**DATA FOR THIS EXERCISE**
····················
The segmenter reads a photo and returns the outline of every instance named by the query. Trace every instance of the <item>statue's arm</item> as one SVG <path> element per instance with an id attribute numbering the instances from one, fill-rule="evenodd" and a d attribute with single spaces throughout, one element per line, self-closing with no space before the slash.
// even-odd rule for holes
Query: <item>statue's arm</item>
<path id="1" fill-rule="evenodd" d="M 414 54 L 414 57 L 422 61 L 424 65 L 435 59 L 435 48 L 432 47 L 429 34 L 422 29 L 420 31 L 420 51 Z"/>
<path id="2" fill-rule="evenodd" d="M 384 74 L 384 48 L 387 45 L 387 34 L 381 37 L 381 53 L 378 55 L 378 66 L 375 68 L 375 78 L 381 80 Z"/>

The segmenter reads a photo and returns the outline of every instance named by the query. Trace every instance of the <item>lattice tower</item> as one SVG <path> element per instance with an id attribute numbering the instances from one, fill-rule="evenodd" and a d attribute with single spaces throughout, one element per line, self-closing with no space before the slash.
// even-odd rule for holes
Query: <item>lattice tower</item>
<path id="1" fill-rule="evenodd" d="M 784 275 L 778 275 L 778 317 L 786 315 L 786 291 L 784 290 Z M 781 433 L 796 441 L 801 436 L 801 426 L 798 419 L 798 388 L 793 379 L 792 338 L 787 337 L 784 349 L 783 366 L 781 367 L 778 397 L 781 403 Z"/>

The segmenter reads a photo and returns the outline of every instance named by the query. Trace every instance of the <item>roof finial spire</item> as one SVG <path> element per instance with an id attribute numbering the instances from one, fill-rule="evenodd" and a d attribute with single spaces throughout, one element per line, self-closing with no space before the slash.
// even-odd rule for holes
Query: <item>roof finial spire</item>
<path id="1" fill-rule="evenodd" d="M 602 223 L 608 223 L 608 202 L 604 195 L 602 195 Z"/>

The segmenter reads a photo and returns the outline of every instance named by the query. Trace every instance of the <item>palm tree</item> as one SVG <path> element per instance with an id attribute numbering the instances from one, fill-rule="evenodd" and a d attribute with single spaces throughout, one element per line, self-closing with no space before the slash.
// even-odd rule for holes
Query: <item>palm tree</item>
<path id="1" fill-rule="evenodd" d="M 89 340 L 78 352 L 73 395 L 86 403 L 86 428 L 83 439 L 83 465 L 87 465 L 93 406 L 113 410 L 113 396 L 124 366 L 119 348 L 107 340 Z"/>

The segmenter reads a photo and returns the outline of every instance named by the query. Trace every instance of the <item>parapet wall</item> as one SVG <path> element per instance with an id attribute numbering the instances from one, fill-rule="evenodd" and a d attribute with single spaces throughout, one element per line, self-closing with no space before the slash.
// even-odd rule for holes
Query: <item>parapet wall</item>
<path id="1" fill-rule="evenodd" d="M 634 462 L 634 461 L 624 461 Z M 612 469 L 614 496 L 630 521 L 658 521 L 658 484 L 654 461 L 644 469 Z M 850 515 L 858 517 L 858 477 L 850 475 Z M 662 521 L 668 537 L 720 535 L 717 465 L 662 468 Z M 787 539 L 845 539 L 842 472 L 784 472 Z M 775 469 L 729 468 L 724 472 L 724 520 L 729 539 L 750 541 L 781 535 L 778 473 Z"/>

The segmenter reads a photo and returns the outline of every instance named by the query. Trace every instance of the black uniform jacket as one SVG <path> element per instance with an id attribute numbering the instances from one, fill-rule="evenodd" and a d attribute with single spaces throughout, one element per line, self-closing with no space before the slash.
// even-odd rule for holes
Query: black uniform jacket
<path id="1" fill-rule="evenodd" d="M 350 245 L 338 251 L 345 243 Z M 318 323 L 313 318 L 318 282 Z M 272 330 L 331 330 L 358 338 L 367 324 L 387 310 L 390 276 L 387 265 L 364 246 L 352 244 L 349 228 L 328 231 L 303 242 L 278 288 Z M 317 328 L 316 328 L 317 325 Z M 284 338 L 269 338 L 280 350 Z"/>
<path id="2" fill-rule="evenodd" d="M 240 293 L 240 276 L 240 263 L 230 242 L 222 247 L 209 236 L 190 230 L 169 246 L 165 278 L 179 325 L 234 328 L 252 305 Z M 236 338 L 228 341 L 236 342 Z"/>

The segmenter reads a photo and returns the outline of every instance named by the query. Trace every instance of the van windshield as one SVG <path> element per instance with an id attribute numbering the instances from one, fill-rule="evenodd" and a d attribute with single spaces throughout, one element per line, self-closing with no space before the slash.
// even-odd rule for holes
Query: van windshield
····················
**WHAT THE EXERCISE ASKS**
Exactly as written, restate every record in the listing.

**RESULT BELOW**
The segmenter reads a photo and returns the outline of every instance named by the query. Trace every instance of the <item>statue's arm</item> as one SVG <path> element per instance with an id attribute numbering the instances from one, fill-rule="evenodd" and a d attribute with single spaces throughout, one element per line, self-closing with no space before the slash.
// even-odd rule for holes
Query: <item>statue's arm</item>
<path id="1" fill-rule="evenodd" d="M 414 54 L 414 57 L 422 61 L 424 65 L 435 59 L 435 48 L 432 47 L 429 34 L 422 29 L 420 31 L 420 51 Z"/>
<path id="2" fill-rule="evenodd" d="M 384 74 L 384 48 L 387 45 L 387 34 L 381 37 L 381 53 L 378 55 L 378 66 L 375 68 L 375 78 L 381 80 Z"/>

The segmenter reads a photo and returns the outline of every instance named by the query. Trace every instance of the <item>lattice tower</item> as one SVG <path> element per instance with an id attribute numbering the instances from one, fill-rule="evenodd" and a d attribute with single spaces throughout, one element per line, self-closing with no space before the slash.
// even-odd rule for holes
Query: <item>lattice tower</item>
<path id="1" fill-rule="evenodd" d="M 784 275 L 778 275 L 778 317 L 786 315 L 786 291 L 784 290 Z M 781 433 L 796 441 L 801 436 L 801 426 L 798 419 L 798 388 L 793 379 L 792 338 L 787 337 L 784 349 L 783 366 L 781 367 L 778 397 L 781 403 Z"/>

The segmenter reads a photo and returns the outline of every instance named by the query. Trace every instance of the <item>roof finial spire</item> as one SVG <path> element per instance with an id attribute numbering the instances from one, fill-rule="evenodd" and a d attribute with single spaces throughout, one element per line, self-closing with no space before the slash.
// even-odd rule for holes
Query: <item>roof finial spire</item>
<path id="1" fill-rule="evenodd" d="M 602 223 L 608 223 L 608 202 L 604 195 L 602 195 Z"/>

The segmenter reads a photo and returns the outline of every instance named by the query. Trace every instance of the <item>palm tree</item> as one SVG <path> element per instance with an id attribute numbering the instances from one, fill-rule="evenodd" and a d attribute with single spaces throughout, one element per line, self-closing with no space before the slash.
// even-odd rule for holes
Query: <item>palm tree</item>
<path id="1" fill-rule="evenodd" d="M 89 340 L 78 352 L 73 395 L 86 403 L 86 428 L 83 439 L 83 465 L 87 465 L 93 406 L 113 410 L 113 396 L 124 366 L 119 348 L 107 340 Z"/>

The segmenter reads a photo and returns the outline of every instance named by the query. Trace every instance of the <item>parapet wall</item> as one SVG <path> element per instance with an id attribute numbering the instances from one, fill-rule="evenodd" and a d attribute with single spaces throughout, one element per line, self-closing with no space before the slash.
// even-odd rule for holes
Query: <item>parapet wall</item>
<path id="1" fill-rule="evenodd" d="M 634 462 L 634 461 L 624 461 Z M 612 469 L 614 496 L 630 521 L 658 521 L 658 484 L 654 461 L 644 469 Z M 850 515 L 858 517 L 858 477 L 850 475 Z M 662 521 L 668 537 L 720 535 L 717 465 L 662 468 Z M 787 539 L 845 539 L 842 472 L 784 472 Z M 775 469 L 729 468 L 724 472 L 724 520 L 729 539 L 750 541 L 781 535 L 778 473 Z"/>

The segmenter reads a photo and returns the outline of every instance named by the query. Trace every instance of the black uniform jacket as one SVG <path> element per instance with an id attribute numbering the instances from one, fill-rule="evenodd" and a d attribute with single spaces throughout, one element per line, self-closing with no space before the slash.
// even-odd rule for holes
Query: black uniform jacket
<path id="1" fill-rule="evenodd" d="M 350 245 L 338 251 L 345 243 Z M 318 323 L 313 318 L 318 282 Z M 272 330 L 331 330 L 358 338 L 367 324 L 387 310 L 390 276 L 387 265 L 364 246 L 352 244 L 349 228 L 328 231 L 303 242 L 278 288 Z M 317 328 L 316 328 L 317 325 Z M 284 338 L 269 338 L 280 350 Z"/>
<path id="2" fill-rule="evenodd" d="M 240 293 L 240 276 L 240 263 L 230 242 L 222 247 L 209 236 L 190 230 L 169 246 L 165 278 L 179 325 L 234 328 L 252 305 Z M 236 338 L 228 341 L 236 342 Z"/>

The segmenter reads a photo and returns the outline of every instance named by the query. Trace every instance of the van windshield as one SVG <path> element per instance with an id attribute numbering the instances from one, fill-rule="evenodd" and a d attribute with single spaces throughout, one element per line, self-closing with no space before the slash.
// even-odd rule for holes
Query: van windshield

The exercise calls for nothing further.